Problems and tasks:
(1) Rewrite the paragraph of the transcript that begins "I didn't mind the prose" as a short bulleted list that keeps its main points.
(2) Quote the transcript word for word, starting at "Additionally, I don't" and ending at "it's not funny.".

Extracted text:
Which I think everyone really enjoys, but there was something about the all the shifted perspectives and the breaking of the 4th wall and this very direct second person that I did not click with at all for maybe like a third of the book. 

 

00:32:58 SARAH 

I didn’t mind the prose. For me, it was too… There was so much happening off page that I just kind of got a bit annoyed with it like nothing really happened. There's so many references to all the things that are happening to all the characters, and because you're jumping forward in time, so much sort of everything interesting that happens, happens in between those time frames, so I just sort of felt like we were skirting around the edges of what was happening the entire time, with all the characters.

Plus there was the whole main narrative of this promise, which was also being, you know, you're also not talking about directly, so I just kind of got a bit like OK, when are we actually going to get to the crux of this? The answer to which is never.

 

00:33:38 KIERAN

Additionally, I don't think people I didn't mention it in my review, and the more I think about it. I kind of wish I did. I don't know if anyone else has spoken about it. It's a weird book like some of the circumstances that happened are just weird.

I get it's kind of… it's all offbeat. But it's not funny.

 

00:34:01 SARAH 

Yeah, he seems to think it's very funny, the author, did you notice that in his [acceptance speech]? I didn't think it was funny.

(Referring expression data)
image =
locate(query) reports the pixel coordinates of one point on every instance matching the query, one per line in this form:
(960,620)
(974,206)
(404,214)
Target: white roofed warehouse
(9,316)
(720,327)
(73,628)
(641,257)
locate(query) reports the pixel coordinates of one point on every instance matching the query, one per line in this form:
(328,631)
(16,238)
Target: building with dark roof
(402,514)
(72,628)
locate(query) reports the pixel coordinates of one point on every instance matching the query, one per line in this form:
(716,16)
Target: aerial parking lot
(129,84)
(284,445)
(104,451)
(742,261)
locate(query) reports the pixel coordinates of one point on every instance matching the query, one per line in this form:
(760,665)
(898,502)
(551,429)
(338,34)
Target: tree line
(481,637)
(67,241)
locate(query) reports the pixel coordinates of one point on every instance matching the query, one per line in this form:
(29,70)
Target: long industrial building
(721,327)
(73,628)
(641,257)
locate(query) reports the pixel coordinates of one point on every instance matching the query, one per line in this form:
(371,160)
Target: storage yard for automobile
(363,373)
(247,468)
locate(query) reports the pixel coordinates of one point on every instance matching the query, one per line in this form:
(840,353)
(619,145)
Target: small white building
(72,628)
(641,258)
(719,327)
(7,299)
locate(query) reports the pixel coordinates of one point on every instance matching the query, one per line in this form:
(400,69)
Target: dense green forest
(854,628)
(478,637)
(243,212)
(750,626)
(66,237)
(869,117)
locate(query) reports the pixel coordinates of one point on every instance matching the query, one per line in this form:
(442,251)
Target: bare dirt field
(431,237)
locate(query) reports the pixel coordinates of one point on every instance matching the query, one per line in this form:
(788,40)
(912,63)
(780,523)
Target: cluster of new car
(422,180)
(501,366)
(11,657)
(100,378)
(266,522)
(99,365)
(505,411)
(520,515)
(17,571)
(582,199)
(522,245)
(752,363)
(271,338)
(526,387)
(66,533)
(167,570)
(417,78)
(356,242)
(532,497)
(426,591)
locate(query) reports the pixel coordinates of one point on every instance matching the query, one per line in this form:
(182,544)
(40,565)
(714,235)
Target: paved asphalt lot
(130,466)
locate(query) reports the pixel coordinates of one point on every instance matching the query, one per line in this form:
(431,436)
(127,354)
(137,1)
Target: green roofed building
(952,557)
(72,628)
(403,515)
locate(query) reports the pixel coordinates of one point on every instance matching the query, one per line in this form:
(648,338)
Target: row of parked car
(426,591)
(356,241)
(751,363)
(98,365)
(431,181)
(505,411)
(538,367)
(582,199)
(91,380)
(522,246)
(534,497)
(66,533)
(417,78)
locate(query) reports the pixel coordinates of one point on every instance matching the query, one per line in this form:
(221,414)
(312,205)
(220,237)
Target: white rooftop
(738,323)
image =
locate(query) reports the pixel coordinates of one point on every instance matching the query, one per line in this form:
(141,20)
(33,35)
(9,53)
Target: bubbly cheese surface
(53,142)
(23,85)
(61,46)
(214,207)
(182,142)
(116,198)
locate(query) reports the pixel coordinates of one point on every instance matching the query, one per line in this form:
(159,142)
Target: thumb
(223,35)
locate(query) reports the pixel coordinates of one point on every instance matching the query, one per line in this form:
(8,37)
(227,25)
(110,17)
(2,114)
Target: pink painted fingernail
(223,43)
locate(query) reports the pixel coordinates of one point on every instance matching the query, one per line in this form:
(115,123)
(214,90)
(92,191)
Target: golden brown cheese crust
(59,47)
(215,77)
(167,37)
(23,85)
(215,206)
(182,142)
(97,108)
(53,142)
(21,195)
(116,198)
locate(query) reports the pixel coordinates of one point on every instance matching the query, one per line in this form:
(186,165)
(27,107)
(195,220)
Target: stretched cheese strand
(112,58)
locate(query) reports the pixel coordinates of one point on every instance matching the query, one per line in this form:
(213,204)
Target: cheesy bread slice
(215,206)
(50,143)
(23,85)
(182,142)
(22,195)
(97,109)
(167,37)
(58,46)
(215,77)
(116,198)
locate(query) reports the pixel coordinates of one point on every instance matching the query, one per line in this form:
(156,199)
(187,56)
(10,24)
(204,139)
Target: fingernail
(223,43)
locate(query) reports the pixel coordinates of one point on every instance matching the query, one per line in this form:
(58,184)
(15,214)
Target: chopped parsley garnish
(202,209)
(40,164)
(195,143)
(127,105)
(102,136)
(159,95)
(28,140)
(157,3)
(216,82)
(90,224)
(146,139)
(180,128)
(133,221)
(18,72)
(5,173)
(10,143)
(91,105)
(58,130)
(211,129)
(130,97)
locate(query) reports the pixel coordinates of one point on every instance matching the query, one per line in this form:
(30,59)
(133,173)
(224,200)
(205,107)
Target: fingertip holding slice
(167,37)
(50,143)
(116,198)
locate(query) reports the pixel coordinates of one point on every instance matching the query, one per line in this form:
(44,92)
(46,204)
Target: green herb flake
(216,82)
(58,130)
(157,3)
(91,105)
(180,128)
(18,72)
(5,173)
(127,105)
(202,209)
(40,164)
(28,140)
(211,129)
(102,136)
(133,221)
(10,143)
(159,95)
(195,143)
--
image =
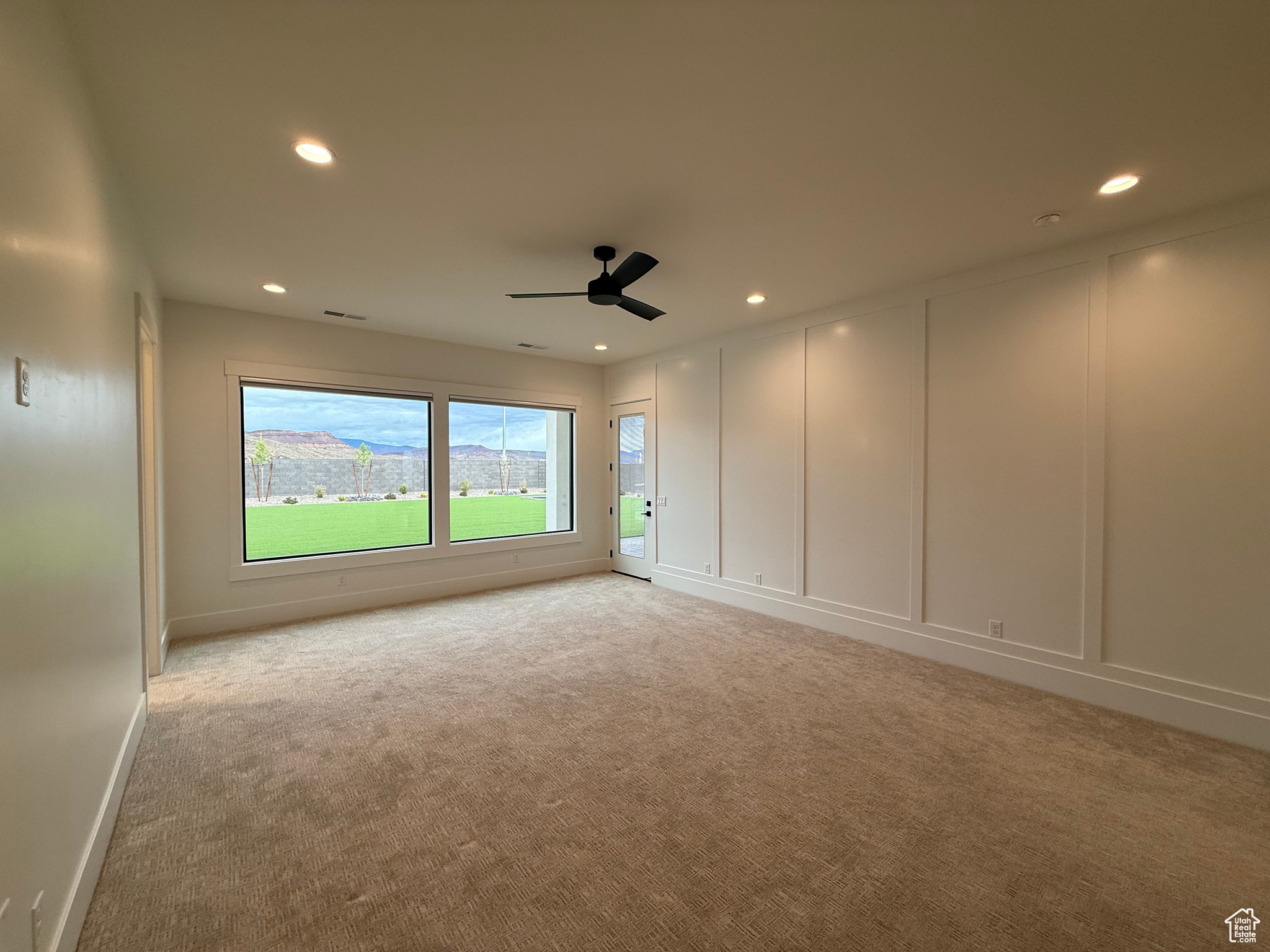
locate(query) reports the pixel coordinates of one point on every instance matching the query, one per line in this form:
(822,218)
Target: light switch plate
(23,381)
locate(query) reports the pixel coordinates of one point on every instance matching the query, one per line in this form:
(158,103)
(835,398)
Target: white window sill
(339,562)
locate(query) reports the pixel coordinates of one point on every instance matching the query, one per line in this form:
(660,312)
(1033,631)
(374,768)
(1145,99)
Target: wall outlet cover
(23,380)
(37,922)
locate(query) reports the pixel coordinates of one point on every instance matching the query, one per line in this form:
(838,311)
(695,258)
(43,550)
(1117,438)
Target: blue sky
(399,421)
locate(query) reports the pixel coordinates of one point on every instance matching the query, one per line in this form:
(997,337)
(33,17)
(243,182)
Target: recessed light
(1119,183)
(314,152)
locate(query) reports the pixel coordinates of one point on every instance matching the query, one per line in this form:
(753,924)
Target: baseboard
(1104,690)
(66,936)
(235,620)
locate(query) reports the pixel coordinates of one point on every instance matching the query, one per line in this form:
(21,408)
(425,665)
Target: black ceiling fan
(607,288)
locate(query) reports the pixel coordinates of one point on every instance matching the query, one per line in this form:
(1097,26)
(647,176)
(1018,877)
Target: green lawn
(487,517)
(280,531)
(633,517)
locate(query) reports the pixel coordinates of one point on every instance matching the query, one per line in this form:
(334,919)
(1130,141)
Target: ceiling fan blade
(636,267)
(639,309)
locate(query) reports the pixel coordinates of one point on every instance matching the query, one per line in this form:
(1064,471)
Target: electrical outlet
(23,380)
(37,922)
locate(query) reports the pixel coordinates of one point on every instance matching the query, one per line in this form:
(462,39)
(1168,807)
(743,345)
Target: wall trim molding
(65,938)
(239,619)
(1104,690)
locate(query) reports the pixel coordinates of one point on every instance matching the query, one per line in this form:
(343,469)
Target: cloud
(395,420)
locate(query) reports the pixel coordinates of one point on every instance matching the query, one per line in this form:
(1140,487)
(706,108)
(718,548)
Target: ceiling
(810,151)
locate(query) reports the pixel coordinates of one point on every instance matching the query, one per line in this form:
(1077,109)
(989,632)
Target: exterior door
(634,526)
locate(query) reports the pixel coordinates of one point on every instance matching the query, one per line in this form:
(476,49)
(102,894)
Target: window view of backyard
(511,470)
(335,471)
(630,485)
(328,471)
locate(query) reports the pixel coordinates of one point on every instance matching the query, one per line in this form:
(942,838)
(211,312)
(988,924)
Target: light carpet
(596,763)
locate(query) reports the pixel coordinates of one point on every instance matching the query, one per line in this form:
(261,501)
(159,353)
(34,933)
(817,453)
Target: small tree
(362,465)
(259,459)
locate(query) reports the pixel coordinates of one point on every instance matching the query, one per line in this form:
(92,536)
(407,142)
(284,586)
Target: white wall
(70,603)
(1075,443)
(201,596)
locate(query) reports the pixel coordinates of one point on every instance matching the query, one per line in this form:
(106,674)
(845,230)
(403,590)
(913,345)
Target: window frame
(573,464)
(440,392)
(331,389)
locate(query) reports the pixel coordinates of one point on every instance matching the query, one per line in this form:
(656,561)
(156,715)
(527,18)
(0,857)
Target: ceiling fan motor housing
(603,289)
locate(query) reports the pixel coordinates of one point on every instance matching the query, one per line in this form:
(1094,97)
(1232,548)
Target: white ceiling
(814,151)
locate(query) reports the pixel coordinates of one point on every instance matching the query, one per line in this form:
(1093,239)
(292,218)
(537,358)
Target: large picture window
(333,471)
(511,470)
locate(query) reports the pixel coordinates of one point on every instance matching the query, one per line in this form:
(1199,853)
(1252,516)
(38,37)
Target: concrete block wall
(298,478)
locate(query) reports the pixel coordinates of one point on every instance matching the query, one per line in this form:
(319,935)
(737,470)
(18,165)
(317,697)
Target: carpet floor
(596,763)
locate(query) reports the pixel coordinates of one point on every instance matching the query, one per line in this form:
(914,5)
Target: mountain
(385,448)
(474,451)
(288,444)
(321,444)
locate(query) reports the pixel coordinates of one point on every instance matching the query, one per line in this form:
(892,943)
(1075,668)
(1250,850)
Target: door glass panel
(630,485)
---
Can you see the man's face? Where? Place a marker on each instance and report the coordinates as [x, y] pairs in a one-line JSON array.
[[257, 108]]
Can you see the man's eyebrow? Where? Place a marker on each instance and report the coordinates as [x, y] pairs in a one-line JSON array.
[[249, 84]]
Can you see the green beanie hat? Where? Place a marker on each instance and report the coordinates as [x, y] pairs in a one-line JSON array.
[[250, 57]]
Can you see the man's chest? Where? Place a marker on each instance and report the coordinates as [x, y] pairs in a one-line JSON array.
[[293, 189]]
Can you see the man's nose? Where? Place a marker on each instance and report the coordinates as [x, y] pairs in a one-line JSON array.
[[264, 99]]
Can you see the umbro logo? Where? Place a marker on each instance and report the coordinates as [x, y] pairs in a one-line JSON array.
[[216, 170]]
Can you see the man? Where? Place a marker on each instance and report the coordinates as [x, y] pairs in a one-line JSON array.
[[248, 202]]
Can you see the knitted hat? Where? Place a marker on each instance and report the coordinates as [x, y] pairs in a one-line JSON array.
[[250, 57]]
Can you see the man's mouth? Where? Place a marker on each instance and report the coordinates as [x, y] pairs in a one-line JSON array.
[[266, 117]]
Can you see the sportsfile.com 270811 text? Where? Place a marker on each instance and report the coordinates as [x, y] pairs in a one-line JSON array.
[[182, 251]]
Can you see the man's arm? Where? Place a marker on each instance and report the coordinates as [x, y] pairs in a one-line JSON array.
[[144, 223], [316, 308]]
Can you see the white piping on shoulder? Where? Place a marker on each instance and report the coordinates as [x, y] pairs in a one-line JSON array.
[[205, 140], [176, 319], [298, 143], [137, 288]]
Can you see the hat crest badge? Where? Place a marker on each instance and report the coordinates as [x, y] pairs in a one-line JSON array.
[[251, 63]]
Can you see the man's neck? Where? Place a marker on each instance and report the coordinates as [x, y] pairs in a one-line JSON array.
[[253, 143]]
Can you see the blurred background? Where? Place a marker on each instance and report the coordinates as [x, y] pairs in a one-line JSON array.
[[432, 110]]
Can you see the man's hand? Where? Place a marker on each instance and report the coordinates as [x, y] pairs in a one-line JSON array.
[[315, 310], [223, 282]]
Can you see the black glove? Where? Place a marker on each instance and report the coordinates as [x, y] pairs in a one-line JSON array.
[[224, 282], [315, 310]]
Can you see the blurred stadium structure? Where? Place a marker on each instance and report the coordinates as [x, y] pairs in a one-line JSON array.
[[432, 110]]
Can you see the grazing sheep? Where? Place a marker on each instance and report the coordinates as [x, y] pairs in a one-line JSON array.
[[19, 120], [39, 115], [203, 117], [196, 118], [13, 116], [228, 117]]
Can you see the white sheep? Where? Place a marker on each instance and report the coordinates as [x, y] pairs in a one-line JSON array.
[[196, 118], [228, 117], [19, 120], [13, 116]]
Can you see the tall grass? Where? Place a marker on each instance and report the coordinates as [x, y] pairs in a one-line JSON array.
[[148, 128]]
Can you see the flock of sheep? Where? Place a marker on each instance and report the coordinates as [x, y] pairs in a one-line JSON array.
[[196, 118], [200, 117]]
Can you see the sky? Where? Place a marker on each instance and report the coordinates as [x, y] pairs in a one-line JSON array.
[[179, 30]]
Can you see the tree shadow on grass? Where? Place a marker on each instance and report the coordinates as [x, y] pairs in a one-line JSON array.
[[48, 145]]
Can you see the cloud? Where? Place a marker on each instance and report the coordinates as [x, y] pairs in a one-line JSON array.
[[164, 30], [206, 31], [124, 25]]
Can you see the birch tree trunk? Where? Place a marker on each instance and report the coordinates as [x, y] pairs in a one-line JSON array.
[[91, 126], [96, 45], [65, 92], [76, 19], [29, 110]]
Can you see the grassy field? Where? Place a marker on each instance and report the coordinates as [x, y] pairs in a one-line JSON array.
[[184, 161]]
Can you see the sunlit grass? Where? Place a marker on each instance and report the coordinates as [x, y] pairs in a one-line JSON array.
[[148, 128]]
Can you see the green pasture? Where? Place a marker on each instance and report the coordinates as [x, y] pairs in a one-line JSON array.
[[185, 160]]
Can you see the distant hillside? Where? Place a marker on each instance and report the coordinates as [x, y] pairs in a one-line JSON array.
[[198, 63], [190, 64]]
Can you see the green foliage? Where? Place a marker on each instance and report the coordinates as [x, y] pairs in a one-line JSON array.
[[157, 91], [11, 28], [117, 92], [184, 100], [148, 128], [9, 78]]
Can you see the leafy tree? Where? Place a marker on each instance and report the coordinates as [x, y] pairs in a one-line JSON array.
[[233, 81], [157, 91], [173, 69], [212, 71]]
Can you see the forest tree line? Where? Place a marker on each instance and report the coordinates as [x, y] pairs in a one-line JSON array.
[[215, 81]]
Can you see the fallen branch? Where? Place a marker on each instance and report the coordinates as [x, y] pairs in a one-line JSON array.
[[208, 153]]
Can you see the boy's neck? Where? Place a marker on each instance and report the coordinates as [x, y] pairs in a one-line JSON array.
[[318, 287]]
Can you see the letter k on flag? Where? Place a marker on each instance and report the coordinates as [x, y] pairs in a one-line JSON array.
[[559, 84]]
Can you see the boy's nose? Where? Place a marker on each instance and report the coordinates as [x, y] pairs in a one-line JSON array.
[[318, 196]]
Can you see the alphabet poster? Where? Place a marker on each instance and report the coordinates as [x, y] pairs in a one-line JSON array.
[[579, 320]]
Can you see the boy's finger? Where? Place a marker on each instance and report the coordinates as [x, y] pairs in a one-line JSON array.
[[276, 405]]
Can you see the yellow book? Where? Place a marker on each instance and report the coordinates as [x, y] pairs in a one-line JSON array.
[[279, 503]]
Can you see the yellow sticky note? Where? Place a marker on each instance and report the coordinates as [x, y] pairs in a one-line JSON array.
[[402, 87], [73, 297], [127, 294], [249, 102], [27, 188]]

Responses to the tasks:
(1)
- The speaker didn't mind the prose.
- So much happened off page that the speaker got annoyed and felt nothing really happened.
- There are many references to things happening to all the characters.
- Because the story jumps forward in time, most of the interesting events happen between the time frames.
- The speaker felt the book skirted around the edges of what was happening with all the characters the entire time.

(2)
Additionally, I don't think people I didn't mention it in my review, and the more I think about it. I kind of wish I did. I don't know if anyone else has spoken about it. It's a weird book like some of the circumstances that happened are just weird.

I get it's kind of… it's all offbeat. But it's not funny.